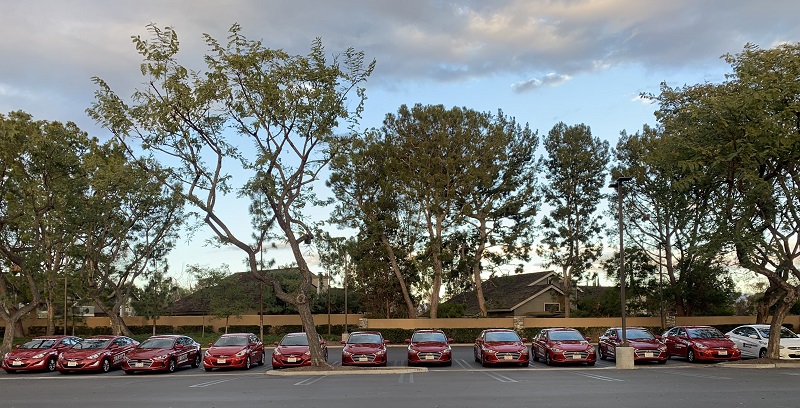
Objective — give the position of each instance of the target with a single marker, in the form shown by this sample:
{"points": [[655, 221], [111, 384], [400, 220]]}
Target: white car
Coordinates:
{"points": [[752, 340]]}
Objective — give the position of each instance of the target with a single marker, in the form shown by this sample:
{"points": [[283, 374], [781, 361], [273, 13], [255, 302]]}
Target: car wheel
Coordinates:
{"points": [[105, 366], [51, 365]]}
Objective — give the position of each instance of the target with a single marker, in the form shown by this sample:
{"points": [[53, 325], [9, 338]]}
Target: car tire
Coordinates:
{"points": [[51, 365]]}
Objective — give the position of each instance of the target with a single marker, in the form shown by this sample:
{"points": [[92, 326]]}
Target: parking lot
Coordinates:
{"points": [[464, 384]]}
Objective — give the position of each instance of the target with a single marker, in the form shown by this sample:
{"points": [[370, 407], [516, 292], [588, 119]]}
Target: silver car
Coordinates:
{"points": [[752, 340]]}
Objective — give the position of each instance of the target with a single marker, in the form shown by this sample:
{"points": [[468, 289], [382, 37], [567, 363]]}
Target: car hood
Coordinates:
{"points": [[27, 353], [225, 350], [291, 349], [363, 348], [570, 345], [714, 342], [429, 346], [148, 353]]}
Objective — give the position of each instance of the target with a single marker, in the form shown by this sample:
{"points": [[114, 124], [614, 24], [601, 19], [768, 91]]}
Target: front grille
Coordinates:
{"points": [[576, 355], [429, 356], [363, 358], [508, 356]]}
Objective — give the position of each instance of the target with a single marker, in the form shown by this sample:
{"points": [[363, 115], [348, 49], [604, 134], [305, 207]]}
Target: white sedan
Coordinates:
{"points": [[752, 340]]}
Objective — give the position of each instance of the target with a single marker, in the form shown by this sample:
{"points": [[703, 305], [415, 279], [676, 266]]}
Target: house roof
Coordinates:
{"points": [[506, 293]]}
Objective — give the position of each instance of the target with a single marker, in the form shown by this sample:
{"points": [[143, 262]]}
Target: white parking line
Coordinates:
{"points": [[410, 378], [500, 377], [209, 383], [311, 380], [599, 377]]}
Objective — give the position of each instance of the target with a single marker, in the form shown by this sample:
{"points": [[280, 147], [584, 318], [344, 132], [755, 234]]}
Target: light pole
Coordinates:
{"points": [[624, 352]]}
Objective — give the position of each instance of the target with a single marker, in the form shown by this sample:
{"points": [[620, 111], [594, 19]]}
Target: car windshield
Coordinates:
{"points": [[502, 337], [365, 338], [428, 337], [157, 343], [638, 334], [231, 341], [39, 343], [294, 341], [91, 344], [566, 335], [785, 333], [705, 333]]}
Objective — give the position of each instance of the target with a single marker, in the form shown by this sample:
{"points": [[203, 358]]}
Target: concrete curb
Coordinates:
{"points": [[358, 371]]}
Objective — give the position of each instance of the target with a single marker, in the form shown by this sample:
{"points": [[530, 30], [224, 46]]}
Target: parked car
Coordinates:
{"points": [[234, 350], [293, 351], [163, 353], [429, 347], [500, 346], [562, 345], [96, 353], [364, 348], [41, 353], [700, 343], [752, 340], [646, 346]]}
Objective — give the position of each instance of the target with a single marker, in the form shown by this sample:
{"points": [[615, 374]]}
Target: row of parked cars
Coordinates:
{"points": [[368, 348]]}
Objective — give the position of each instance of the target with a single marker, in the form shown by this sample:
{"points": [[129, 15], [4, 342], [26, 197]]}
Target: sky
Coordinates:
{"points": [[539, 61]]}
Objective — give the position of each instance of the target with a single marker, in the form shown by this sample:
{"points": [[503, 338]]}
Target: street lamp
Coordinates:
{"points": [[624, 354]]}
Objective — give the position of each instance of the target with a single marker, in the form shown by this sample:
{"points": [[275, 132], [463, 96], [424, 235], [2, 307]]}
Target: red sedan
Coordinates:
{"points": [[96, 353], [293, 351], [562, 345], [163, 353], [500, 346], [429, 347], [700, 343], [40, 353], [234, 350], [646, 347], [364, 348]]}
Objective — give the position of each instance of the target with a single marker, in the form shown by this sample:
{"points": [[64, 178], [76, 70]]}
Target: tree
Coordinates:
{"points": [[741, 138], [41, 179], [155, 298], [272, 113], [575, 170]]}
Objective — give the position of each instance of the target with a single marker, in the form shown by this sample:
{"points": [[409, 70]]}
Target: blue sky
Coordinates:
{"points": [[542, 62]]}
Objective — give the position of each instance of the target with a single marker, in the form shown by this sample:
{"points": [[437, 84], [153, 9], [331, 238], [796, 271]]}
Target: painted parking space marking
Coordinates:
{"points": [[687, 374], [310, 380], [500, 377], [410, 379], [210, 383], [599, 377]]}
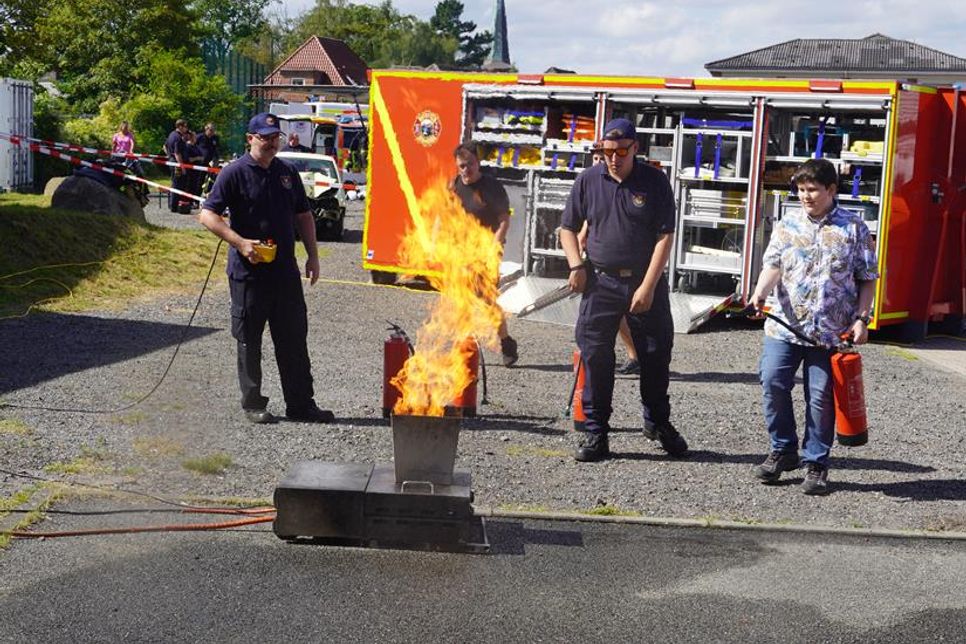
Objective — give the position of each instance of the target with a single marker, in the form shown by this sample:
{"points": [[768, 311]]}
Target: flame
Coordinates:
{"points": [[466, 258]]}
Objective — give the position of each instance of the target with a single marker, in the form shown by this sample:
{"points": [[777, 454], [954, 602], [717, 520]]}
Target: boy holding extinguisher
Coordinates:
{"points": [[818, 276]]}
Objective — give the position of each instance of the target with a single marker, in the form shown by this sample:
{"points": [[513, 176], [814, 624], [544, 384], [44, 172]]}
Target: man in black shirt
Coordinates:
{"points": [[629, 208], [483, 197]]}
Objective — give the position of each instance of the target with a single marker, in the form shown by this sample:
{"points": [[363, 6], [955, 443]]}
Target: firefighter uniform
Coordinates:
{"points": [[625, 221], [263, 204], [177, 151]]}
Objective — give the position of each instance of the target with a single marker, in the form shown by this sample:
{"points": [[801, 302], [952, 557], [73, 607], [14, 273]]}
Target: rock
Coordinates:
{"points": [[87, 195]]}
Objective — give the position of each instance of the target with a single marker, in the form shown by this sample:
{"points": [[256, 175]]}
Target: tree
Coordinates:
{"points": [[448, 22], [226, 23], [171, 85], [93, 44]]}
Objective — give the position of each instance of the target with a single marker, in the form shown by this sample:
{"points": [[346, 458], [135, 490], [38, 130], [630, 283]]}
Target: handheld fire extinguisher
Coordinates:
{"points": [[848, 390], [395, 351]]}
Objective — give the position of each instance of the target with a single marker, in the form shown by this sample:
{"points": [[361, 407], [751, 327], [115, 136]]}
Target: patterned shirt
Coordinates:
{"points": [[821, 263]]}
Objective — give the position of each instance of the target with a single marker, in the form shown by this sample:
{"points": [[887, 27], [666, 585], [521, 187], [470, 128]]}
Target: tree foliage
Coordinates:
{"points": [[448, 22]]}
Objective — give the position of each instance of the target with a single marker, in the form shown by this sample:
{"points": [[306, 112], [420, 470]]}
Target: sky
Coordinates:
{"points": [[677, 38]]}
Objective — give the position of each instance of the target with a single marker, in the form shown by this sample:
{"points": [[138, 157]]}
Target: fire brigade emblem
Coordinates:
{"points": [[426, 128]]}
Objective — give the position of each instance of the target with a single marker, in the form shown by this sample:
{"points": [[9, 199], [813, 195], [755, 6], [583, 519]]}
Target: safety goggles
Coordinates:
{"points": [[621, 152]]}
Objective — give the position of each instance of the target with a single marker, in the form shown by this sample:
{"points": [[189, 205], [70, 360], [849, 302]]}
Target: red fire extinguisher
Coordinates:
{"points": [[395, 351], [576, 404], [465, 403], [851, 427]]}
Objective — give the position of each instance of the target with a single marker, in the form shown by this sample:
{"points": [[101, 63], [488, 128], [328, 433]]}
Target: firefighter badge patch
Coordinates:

################

▸ **TASK DESCRIPTION**
Whatever pictures the entries contain, omit them, and write the rest out exactly.

▸ **RESPONSE TO THIS TASK**
Objective — give the position of each instance of the target with a single marker, in the form shown by this sample:
{"points": [[655, 221], [111, 384], [400, 220]]}
Target: white car
Coordinates:
{"points": [[752, 340]]}
Objective — give the position of each instance of the target with a single marker, in the form shown by this sample:
{"points": [[283, 374], [781, 361], [273, 13], [255, 302]]}
Target: car wheel
Coordinates:
{"points": [[105, 366], [51, 365]]}
Objective — give the position of each instance of the target with a single marker, in the form shown by this sample:
{"points": [[53, 325], [9, 338]]}
Target: car tire
Coordinates:
{"points": [[51, 365]]}
Objective — give the position of each instance of the target with a single marker, in the form shown by this sample:
{"points": [[92, 326]]}
Target: parking lot
Coordinates:
{"points": [[464, 384]]}
Objective — give the position of each instance of the target with a single marker, in the form shown by this sample:
{"points": [[370, 407], [516, 292], [588, 119]]}
Target: silver car
Coordinates:
{"points": [[752, 340]]}
Objective — give the position of each instance of the target with a single marker, in the form shown by this sample:
{"points": [[468, 289], [382, 37], [567, 363]]}
Target: car hood
Coordinates:
{"points": [[27, 353], [225, 350], [291, 349], [363, 348], [570, 345], [714, 342], [429, 346], [148, 353]]}
Objective — give the position of each instance of the target with a single marker, in the form shown by this sample:
{"points": [[114, 124], [614, 24], [601, 19], [768, 91]]}
Target: front grille
Coordinates:
{"points": [[576, 355], [429, 356], [363, 358], [508, 356]]}
Objective — give the position of each instance of the target with a single marker, in the form shown by this sample:
{"points": [[363, 115], [348, 49], [604, 134], [305, 207]]}
Target: white sedan
Coordinates:
{"points": [[752, 340]]}
Objective — give the position of each instance of the target with a single marker, in the form shown by this sample:
{"points": [[703, 305], [415, 279], [676, 266]]}
Target: house roof
Coordinates:
{"points": [[506, 293]]}
Objective — give the position of each instance of the target with a single marker, in the form shown by this sample:
{"points": [[143, 262]]}
Target: white parking line
Coordinates:
{"points": [[410, 378], [500, 377], [209, 383], [311, 380], [599, 377]]}
Objective — give the position of each instance of the target with a single marker, in the form shown by this sample:
{"points": [[280, 147], [584, 318], [344, 132], [755, 234]]}
Target: light pole
Coordinates:
{"points": [[624, 352]]}
Objective — give the position of each instance of the target with a single marker, in the form shown by this sample:
{"points": [[620, 111], [594, 19]]}
Target: car windshield
Coordinates:
{"points": [[502, 337], [365, 338], [428, 337], [157, 343], [638, 334], [231, 341], [39, 343], [294, 341], [91, 344], [566, 335], [785, 333], [705, 333]]}
Objective — give the position of each instance of the target with a single marker, in the form shown by this sample:
{"points": [[203, 358]]}
Target: concrete curb
Coordinates:
{"points": [[358, 371]]}
Objective — give the position of each instance of the target with a single marker, in the form shown by this sample:
{"points": [[530, 30], [224, 46]]}
Target: parked car
Coordinates:
{"points": [[234, 350], [293, 351], [163, 353], [429, 347], [500, 346], [562, 345], [96, 353], [364, 348], [41, 353], [700, 343], [752, 340], [646, 346]]}
Objective — give the position of each instance of the target with a single marker, in the form shown by this sample:
{"points": [[615, 374]]}
Target: row of parked cars
Coordinates:
{"points": [[368, 348]]}
Objective — give the position of each instance of the target with a single marker, in the form shown by this sample:
{"points": [[129, 15], [4, 342], [26, 197]]}
Target: sky
Coordinates:
{"points": [[539, 61]]}
Objective — give the position of each instance of the target with a single marker, in the form shown by this sample:
{"points": [[503, 338]]}
Target: street lamp
Coordinates:
{"points": [[624, 354]]}
Objective — give the position of each instance of the target with a single marker, in the form shown by this sample:
{"points": [[275, 132], [463, 96], [424, 235], [2, 307]]}
Target: red sedan
Coordinates:
{"points": [[96, 353], [293, 351], [562, 345], [163, 353], [500, 346], [429, 347], [700, 343], [40, 353], [234, 350], [646, 347], [364, 348]]}
Objective — give the position of each instance of the target with a single marker, in the form shown by this sample:
{"points": [[64, 178], [76, 70]]}
Target: tree
Coordinates:
{"points": [[741, 138], [41, 179], [155, 298], [272, 113], [575, 170]]}
Objective — give the position of each instance of the target with a single marker, in the form shown by this sample:
{"points": [[409, 70]]}
Target: blue sky
Coordinates:
{"points": [[542, 62]]}
Objective — give the position of each instance of the target with a single marker, in the form shown by this sample:
{"points": [[437, 84], [153, 9], [331, 238], [796, 271]]}
Target: painted parking space marking
Coordinates:
{"points": [[687, 374], [310, 380], [500, 377], [410, 379], [210, 383], [599, 377]]}
Objective — give the position of each instance of the target with a single marker, in the form shown by this sample:
{"points": [[768, 311]]}
Target: flame
Coordinates:
{"points": [[466, 258]]}
Objective — give the position of each instance of the target with a single marker, in the form shown by this sample:
{"points": [[777, 454], [954, 602], [717, 520]]}
Target: boy holding extinguisher
Coordinates:
{"points": [[818, 276]]}
Objective — give the position of each instance of the target with a single marker, in the form shown by this sample:
{"points": [[513, 176], [814, 624], [544, 384], [44, 172]]}
Target: man in black shirt
Coordinates:
{"points": [[629, 208], [483, 197]]}
Objective — give the position of each instance of the target with a single marker, in the form shown by this sample:
{"points": [[363, 6], [955, 443]]}
Target: firefighter uniform
Coordinates:
{"points": [[625, 221], [263, 204], [177, 151]]}
Objective — give the position of each instance of the target with a single marker, in the form shown by this sample:
{"points": [[801, 302], [952, 557], [73, 607], [14, 273]]}
Target: rock
Coordinates:
{"points": [[87, 195]]}
Objective — give the position of each instance of the target with a single marker, in the form shown by this sample:
{"points": [[256, 175]]}
Target: tree
Coordinates:
{"points": [[448, 22], [226, 23], [171, 85], [93, 44]]}
Objective — give the position of each instance of the target with a single marker, in the form shown by this sample:
{"points": [[346, 458], [135, 490], [38, 130], [630, 283]]}
Target: handheld fire extinguisher
Coordinates:
{"points": [[848, 390], [395, 351]]}
Objective — give the position of each instance of the target with a single marker, in the form shown by this sample:
{"points": [[361, 407], [751, 327], [115, 136]]}
Target: patterned shirt
Coordinates:
{"points": [[821, 263]]}
Objective — give the position of each instance of the target with a single marker, in the form shown by this sample:
{"points": [[887, 27], [666, 585], [521, 187], [470, 128]]}
Target: tree foliage
Coordinates:
{"points": [[448, 22]]}
Objective — give the position of each instance of the target with a single marker, in the form shown by this sample:
{"points": [[306, 112], [420, 470]]}
Target: sky
Coordinates:
{"points": [[677, 38]]}
Objective — give the position of each instance of the target with a single marker, in the form shown by this sample:
{"points": [[138, 157]]}
Target: fire brigade emblem
Coordinates:
{"points": [[426, 128]]}
Objective — give the position of each instance of the target with a single marker, in the form shown by this sample:
{"points": [[9, 199], [813, 195], [755, 6], [583, 519]]}
Target: safety goggles
Coordinates:
{"points": [[621, 152]]}
Objective — give the position of each instance of the target with a single marker, in the form shown by this sample:
{"points": [[189, 205], [70, 360], [849, 302]]}
Target: red fire extinguisher
Coordinates:
{"points": [[395, 351], [576, 404], [465, 403], [851, 427]]}
Objective — give the position of each instance of the target with a single marker, in the form shown by this sample:
{"points": [[101, 63], [488, 128], [328, 433]]}
Target: firefighter badge patch
Coordinates:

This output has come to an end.